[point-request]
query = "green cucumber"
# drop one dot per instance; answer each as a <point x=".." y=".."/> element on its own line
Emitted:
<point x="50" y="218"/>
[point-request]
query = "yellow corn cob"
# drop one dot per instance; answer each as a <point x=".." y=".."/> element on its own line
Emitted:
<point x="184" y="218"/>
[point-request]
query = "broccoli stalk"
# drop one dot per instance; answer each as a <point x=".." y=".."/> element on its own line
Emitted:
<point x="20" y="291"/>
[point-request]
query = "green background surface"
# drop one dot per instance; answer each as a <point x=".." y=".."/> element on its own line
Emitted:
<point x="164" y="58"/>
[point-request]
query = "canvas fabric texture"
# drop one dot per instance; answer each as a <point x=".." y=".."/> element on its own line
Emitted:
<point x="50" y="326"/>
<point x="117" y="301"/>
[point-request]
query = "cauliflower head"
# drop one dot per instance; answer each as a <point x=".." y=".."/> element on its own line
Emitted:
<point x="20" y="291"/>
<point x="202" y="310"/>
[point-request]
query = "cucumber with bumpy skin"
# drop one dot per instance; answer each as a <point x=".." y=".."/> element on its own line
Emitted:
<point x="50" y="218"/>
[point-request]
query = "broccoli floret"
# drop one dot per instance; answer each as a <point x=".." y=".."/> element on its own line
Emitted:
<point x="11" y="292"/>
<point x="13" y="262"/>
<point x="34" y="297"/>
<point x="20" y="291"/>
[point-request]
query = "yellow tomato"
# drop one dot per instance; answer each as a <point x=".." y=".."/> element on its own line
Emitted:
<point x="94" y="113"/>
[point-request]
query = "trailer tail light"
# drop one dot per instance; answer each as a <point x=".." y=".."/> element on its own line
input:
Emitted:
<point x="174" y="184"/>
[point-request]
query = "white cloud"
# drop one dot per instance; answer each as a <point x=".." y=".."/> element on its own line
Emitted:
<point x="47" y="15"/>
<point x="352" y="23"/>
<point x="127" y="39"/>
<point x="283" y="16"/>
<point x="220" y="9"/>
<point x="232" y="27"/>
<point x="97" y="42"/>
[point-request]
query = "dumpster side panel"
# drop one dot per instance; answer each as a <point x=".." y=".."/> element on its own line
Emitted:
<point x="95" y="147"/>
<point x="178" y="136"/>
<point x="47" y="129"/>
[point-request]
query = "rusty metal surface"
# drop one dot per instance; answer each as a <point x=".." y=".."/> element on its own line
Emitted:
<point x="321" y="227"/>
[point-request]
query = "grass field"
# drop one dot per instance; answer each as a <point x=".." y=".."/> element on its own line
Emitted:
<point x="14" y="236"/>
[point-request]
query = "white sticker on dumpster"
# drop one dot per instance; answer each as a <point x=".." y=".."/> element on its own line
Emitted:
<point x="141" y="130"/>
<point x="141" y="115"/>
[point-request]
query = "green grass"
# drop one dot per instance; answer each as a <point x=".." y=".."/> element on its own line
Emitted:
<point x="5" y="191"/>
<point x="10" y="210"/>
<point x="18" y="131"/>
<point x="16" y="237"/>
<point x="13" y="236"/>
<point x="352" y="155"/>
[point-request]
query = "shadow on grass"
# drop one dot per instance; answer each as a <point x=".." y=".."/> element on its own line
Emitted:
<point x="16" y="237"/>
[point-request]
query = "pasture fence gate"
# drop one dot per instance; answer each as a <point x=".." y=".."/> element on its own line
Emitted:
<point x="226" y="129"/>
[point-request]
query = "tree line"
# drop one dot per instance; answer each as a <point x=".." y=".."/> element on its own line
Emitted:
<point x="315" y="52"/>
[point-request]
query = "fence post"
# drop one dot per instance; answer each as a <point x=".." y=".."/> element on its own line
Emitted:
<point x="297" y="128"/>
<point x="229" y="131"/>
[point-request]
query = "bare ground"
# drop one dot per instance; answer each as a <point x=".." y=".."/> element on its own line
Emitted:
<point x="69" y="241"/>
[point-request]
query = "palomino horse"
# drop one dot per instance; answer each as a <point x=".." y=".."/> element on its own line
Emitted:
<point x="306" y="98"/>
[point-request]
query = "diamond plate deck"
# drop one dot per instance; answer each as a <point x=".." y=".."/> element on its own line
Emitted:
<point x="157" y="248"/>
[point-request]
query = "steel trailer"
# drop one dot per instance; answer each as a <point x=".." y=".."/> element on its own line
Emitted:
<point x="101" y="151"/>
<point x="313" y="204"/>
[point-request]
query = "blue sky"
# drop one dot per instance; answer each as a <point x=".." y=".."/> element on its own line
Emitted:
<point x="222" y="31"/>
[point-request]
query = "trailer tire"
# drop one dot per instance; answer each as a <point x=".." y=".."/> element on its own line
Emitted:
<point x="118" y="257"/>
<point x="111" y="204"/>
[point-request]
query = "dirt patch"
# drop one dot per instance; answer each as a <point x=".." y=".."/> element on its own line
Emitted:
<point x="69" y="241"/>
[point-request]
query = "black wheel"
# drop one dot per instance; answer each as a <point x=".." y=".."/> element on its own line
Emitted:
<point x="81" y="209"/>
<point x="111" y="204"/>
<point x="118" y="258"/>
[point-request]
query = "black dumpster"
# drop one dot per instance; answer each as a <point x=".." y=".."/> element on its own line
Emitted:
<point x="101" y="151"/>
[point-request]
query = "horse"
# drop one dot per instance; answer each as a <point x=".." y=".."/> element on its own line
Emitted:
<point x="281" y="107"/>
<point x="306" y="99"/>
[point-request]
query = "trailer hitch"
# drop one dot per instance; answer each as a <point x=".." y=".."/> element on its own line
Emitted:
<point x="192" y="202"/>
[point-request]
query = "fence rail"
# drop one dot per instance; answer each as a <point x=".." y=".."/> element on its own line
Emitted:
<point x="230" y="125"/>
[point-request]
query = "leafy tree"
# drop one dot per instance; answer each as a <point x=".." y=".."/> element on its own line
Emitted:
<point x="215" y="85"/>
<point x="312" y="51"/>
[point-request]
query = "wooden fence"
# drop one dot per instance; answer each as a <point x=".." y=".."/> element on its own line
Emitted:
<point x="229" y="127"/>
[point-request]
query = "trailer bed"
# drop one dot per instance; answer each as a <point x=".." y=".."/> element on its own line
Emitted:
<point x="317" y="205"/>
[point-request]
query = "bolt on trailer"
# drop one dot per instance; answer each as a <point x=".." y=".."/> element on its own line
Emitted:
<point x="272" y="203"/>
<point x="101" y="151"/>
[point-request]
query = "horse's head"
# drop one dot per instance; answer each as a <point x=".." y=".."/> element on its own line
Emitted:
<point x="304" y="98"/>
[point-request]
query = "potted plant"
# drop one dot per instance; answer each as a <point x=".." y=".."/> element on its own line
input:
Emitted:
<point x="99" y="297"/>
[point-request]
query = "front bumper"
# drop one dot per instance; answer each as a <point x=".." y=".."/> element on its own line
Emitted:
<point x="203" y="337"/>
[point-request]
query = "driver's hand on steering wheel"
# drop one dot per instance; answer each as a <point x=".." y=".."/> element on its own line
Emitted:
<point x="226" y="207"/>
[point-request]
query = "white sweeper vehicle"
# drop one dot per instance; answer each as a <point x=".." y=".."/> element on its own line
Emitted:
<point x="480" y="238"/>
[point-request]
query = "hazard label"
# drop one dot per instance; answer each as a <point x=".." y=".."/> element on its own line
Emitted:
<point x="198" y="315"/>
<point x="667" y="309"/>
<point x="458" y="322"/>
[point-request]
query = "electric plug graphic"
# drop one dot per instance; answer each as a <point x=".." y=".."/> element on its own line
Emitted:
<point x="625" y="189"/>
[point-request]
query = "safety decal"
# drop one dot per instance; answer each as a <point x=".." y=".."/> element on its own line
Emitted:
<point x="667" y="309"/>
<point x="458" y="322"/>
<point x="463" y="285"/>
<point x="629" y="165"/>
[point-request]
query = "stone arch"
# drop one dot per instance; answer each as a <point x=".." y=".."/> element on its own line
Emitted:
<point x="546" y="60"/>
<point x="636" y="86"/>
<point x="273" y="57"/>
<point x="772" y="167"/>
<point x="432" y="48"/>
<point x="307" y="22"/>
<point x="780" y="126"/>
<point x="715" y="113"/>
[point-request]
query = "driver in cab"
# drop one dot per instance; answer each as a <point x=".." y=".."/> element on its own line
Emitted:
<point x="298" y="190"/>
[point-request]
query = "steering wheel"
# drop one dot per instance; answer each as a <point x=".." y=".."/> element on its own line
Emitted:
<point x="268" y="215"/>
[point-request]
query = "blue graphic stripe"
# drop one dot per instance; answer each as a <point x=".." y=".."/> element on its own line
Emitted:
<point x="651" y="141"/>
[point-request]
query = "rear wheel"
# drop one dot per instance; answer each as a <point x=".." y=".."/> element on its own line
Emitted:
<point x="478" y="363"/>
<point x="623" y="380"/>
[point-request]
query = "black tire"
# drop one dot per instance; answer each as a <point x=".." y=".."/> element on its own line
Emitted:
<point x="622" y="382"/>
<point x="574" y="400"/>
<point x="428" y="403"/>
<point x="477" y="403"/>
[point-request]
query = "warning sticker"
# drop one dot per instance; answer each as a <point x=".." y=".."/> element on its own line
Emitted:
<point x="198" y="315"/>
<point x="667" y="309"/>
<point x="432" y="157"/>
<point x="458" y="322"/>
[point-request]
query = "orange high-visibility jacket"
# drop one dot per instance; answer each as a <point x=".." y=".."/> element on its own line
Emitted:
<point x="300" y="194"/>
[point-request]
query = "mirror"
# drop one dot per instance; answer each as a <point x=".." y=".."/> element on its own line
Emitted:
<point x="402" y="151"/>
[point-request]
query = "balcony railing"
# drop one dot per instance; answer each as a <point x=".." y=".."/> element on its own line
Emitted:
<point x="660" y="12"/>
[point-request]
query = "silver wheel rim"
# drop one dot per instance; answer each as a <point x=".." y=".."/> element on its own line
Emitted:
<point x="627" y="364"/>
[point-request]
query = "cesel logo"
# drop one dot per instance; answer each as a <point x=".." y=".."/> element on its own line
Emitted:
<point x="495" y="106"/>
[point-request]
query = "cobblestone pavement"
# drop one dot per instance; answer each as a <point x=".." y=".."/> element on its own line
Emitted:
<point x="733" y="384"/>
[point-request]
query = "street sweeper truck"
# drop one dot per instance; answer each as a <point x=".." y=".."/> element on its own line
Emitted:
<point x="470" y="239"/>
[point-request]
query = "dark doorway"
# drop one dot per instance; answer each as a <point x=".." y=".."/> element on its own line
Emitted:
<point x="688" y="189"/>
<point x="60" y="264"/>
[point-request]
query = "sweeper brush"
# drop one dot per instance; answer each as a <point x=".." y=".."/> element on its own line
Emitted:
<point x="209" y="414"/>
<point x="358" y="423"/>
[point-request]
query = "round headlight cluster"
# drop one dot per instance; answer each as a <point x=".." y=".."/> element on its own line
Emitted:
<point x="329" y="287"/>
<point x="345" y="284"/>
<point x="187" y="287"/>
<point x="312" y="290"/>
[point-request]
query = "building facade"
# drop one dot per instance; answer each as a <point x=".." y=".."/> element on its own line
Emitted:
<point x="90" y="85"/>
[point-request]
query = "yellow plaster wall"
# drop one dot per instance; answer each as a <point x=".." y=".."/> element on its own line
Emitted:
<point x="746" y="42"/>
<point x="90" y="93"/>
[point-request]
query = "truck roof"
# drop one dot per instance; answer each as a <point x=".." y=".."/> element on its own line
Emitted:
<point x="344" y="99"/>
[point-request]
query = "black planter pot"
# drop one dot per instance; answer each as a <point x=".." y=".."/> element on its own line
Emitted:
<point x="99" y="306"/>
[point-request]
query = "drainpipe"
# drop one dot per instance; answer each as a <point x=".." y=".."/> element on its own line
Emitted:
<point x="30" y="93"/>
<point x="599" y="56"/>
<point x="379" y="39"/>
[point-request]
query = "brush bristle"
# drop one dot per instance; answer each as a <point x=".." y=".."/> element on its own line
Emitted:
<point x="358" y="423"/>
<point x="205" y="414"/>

══════════════════════════════

Task requirements: Count the lines of the data above that contain the string "trailer", treating uppercase and lowercase as different. Reply with the number alone.

Response: 6